GIVEN INFORMATION =
•••

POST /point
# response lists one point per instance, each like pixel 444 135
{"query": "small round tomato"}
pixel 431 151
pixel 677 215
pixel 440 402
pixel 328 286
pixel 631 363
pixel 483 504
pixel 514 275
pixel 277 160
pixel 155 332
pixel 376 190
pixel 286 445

•••

YOUR INSTRUCTIONS =
Return the data above unchanged, reproducing every line in the same order.

WORKED SOLUTION =
POST /point
# response lists one point per instance, each like pixel 444 135
{"query": "small round tomato"}
pixel 431 151
pixel 677 215
pixel 440 402
pixel 328 286
pixel 631 363
pixel 483 504
pixel 514 275
pixel 277 160
pixel 155 332
pixel 376 190
pixel 286 445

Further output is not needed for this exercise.